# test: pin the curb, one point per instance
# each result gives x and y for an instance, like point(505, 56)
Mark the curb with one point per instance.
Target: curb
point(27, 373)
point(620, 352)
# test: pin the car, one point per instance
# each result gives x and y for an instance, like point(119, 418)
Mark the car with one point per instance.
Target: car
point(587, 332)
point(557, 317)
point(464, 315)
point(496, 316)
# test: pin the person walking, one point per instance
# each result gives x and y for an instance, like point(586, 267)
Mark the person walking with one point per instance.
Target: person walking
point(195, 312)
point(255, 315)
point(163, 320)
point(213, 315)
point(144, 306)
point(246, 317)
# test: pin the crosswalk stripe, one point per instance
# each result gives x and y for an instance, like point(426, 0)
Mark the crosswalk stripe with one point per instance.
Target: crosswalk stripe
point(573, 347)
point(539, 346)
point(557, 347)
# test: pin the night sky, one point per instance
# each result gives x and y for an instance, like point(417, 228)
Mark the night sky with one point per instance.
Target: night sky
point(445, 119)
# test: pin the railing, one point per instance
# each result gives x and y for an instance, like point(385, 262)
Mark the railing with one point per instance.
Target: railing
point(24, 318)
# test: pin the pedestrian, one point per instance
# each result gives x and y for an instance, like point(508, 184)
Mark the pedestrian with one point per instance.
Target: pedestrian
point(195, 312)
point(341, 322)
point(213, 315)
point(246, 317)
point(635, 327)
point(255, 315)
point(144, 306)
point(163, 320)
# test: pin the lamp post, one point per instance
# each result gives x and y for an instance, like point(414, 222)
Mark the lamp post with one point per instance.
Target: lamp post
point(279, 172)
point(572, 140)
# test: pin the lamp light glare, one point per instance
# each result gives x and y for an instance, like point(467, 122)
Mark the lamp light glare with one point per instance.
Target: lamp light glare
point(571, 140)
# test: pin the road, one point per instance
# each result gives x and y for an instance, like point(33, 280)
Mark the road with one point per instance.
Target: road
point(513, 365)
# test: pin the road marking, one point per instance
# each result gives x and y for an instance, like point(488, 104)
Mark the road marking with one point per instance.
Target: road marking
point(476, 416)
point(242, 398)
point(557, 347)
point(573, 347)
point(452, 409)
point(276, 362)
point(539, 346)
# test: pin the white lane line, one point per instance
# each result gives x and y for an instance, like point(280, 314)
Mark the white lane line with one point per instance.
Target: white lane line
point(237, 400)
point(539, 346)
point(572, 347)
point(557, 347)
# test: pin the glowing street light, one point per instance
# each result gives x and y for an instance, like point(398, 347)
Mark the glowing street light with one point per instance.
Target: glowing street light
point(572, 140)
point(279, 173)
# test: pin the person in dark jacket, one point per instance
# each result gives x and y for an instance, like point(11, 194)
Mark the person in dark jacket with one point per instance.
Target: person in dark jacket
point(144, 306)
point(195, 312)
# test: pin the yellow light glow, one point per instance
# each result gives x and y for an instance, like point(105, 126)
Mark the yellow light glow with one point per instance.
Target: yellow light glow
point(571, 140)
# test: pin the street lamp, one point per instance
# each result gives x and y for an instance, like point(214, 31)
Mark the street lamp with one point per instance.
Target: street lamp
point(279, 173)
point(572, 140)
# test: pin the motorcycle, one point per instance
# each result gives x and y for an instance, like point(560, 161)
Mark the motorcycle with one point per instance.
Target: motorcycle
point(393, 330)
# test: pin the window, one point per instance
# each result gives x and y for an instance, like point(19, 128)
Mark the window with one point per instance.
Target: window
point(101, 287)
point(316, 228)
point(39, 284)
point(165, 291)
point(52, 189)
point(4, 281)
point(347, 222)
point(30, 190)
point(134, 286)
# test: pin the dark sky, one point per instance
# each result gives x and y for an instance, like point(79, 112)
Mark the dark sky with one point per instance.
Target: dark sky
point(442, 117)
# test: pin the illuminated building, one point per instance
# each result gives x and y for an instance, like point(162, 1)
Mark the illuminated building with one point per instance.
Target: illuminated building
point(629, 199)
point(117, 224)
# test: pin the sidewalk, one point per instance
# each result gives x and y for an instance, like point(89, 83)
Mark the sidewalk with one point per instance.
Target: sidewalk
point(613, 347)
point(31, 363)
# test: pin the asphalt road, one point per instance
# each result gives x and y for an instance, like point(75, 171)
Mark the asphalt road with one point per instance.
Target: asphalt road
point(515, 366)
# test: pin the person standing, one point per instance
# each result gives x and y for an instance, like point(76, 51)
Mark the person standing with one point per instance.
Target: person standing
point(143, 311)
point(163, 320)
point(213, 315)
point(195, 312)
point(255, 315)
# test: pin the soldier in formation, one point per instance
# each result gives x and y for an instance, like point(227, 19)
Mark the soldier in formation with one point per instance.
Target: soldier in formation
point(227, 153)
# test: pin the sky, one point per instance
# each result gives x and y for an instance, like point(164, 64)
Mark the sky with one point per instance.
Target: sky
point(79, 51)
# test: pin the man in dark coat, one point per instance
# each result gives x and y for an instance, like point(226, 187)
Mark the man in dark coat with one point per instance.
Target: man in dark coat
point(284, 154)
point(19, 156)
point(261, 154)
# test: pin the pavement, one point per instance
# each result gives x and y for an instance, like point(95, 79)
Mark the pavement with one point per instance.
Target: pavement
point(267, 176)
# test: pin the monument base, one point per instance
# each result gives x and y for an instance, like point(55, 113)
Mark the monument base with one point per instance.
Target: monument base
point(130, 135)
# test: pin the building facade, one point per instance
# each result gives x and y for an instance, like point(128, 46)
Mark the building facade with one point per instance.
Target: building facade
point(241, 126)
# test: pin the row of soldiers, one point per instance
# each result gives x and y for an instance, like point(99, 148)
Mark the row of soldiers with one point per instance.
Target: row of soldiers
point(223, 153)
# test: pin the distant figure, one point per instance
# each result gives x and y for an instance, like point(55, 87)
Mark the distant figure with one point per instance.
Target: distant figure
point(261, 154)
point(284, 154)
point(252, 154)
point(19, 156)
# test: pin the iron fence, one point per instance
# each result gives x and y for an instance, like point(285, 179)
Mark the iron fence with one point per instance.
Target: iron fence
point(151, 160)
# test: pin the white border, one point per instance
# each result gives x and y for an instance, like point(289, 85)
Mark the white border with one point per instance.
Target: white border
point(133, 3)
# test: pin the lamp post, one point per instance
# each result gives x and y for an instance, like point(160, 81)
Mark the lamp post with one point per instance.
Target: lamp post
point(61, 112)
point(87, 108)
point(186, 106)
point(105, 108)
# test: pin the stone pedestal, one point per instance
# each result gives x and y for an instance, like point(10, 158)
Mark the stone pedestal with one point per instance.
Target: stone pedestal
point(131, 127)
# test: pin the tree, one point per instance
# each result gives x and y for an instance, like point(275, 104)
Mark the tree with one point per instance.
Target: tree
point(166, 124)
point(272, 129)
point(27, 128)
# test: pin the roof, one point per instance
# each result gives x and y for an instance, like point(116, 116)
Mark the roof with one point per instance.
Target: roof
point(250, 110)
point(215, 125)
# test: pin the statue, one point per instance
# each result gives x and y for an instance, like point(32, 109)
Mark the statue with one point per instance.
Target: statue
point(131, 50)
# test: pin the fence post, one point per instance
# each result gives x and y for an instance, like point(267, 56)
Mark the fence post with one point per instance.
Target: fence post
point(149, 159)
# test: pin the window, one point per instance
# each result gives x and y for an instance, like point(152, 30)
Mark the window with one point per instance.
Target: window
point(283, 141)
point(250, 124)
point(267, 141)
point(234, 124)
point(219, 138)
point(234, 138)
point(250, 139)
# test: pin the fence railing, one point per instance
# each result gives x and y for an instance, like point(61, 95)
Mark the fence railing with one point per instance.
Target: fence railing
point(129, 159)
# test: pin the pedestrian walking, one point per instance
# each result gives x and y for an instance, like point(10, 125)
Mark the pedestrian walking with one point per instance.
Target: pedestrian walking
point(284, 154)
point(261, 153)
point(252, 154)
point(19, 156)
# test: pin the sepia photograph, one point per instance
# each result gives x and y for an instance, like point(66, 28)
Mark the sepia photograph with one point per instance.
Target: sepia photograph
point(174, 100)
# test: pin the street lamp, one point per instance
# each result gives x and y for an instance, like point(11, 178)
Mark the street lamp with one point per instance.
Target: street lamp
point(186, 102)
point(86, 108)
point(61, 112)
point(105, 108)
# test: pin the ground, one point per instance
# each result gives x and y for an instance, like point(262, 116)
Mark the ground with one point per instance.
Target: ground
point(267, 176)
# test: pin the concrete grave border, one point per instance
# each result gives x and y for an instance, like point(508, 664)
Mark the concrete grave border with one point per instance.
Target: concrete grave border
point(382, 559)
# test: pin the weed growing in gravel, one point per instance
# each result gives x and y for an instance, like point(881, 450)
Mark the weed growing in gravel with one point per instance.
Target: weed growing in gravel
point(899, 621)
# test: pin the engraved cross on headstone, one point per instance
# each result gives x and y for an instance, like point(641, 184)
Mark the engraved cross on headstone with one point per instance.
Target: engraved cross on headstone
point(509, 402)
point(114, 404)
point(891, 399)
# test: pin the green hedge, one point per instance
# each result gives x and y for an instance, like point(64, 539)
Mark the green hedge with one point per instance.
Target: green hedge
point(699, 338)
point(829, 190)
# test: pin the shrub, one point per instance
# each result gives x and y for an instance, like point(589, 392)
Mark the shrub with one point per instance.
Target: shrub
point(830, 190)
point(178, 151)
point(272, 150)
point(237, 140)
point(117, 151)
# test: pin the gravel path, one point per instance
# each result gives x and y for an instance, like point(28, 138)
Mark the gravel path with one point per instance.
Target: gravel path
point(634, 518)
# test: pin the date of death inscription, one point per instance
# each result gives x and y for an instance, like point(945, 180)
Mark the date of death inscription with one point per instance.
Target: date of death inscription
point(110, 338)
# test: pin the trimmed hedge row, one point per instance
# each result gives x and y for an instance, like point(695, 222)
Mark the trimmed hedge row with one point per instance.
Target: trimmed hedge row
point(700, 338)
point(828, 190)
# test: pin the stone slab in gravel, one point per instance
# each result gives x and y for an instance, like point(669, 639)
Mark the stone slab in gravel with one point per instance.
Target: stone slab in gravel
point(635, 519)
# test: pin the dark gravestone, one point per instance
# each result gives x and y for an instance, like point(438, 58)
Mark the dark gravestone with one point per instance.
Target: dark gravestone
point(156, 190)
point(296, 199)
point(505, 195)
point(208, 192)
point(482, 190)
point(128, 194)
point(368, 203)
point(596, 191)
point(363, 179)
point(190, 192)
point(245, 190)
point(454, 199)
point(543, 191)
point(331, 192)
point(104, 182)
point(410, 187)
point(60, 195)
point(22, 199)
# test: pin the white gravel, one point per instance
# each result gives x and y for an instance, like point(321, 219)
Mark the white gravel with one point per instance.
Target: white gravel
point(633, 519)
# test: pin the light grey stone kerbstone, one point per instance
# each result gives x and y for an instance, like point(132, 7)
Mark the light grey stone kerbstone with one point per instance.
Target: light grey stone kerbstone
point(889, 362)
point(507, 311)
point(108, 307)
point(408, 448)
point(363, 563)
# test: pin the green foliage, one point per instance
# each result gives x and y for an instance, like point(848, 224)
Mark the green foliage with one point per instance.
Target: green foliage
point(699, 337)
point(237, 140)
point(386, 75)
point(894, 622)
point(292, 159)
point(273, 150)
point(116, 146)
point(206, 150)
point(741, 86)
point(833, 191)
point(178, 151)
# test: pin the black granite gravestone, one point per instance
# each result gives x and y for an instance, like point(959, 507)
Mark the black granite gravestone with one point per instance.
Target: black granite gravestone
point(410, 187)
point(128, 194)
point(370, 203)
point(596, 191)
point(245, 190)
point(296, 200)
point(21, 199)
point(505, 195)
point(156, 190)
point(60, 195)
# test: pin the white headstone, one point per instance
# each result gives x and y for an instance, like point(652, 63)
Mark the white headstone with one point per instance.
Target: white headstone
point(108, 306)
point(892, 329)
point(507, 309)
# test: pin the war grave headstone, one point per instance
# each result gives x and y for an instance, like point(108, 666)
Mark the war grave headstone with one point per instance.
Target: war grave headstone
= = = =
**TO DO**
Which lines run from the one holding "Mark the tree with one point per instance." through the one holding "Mark the pedestrian walking" in the records above? Repeat them exactly, both included, and nothing more.

**OUTPUT**
Mark the tree with one point per instance.
Target: tree
point(166, 124)
point(272, 129)
point(27, 128)
# test: pin the roof, one point per instance
# each result gives x and y for an instance, like point(116, 116)
Mark the roof with one point per instance.
Target: roof
point(250, 110)
point(215, 125)
# test: pin the statue, one point per instance
# each result gives x and y for an instance, like point(32, 109)
Mark the statue with one point per instance.
Target: statue
point(131, 50)
# test: pin the fence post, one point per instance
# each result gives x and y for an instance, like point(267, 56)
Mark the fence post with one point per instance.
Target: fence post
point(149, 159)
# test: pin the window, one point per instance
# each result gives x and y for an instance, like point(152, 30)
Mark the window with one point per instance.
Target: window
point(283, 141)
point(250, 124)
point(267, 141)
point(234, 124)
point(219, 138)
point(234, 138)
point(250, 139)
# test: pin the fence railing, one point per instance
# each result gives x and y for an instance, like point(61, 95)
Mark the fence railing with one point per instance.
Target: fence railing
point(129, 159)
# test: pin the pedestrian walking, one point per instance
# each result gives x and y for an instance, like point(10, 125)
Mark the pedestrian walking with one point per instance.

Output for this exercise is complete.